[[ Records for processing, beginning ]]
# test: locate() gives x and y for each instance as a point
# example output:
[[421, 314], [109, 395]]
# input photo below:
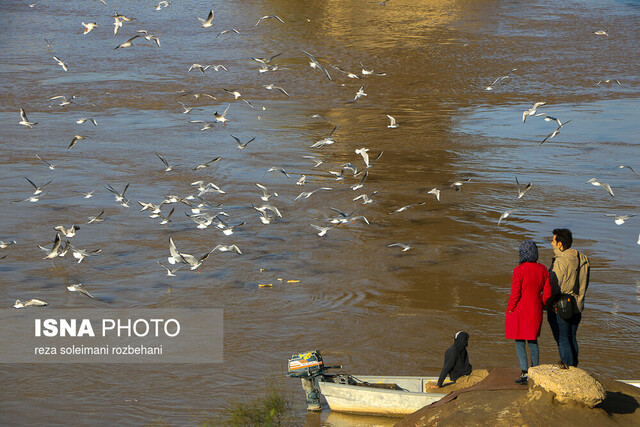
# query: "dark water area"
[[ Records for processing, end ]]
The answer should match the material exactly, with every picture removed.

◆ **Response to the exercise**
# test: locate() gives x and y for each instance as a point
# example output:
[[421, 314], [109, 395]]
# input photo below:
# query: "dark water area"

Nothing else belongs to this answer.